| Short task |
Extract every line of the listing below that contains the word "canyon". Case counts, so match capital and lowercase letters precisely.

| Working data |
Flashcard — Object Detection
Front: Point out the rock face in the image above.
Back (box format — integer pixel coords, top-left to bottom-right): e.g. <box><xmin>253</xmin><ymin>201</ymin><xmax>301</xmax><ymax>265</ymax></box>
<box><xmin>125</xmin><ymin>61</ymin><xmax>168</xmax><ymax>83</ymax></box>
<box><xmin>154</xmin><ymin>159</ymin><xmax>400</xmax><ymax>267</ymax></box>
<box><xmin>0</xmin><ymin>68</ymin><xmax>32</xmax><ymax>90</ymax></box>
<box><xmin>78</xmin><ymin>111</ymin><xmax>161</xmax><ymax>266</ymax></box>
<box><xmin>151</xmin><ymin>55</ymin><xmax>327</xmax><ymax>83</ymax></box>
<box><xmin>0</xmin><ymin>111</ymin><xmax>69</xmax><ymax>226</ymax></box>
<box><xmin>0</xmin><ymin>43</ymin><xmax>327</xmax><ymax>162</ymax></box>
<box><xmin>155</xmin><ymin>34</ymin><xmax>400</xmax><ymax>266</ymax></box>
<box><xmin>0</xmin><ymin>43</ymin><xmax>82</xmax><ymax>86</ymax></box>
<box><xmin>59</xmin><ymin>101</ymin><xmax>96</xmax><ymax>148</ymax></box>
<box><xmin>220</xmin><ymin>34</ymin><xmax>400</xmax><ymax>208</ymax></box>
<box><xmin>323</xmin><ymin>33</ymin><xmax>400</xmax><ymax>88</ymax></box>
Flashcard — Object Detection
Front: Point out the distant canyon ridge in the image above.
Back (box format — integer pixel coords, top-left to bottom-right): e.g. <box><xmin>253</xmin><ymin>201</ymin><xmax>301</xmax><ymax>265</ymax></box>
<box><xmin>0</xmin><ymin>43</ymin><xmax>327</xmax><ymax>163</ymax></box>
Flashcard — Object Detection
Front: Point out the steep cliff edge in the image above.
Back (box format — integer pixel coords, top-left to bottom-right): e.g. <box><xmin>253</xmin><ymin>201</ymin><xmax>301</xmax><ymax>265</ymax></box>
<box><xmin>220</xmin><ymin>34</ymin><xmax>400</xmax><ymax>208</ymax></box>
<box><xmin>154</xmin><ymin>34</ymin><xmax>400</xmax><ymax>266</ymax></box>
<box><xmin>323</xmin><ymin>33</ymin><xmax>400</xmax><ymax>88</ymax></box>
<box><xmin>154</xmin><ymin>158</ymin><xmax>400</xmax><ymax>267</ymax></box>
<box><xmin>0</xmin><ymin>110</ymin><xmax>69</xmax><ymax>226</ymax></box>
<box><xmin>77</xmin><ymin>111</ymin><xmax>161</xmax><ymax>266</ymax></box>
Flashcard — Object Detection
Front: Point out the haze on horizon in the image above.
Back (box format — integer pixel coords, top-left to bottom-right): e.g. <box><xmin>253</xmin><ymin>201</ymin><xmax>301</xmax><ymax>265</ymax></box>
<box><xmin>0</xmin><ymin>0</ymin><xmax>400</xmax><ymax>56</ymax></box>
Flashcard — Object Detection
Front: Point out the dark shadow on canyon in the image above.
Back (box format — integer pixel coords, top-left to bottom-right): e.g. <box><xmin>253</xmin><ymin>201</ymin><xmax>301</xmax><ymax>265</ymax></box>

| Exercise solution |
Front: Point out the distant canyon ridge in the image above.
Front: Point out the dark shadow on canyon in the image above.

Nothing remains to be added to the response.